## EXERCISE GOAL
Copy the lines below word for word, without changing anything.
* Start EXERCISE MATERIALS *
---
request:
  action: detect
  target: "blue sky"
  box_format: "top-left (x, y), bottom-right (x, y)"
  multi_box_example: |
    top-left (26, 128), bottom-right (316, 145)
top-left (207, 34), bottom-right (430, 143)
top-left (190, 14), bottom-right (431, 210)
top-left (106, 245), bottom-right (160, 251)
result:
* End EXERCISE MATERIALS *
## EXPECTED ANSWER
---
request:
  action: detect
  target: "blue sky"
  box_format: "top-left (x, y), bottom-right (x, y)"
  multi_box_example: |
    top-left (26, 128), bottom-right (316, 145)
top-left (207, 34), bottom-right (430, 143)
top-left (190, 14), bottom-right (431, 210)
top-left (106, 245), bottom-right (160, 251)
result:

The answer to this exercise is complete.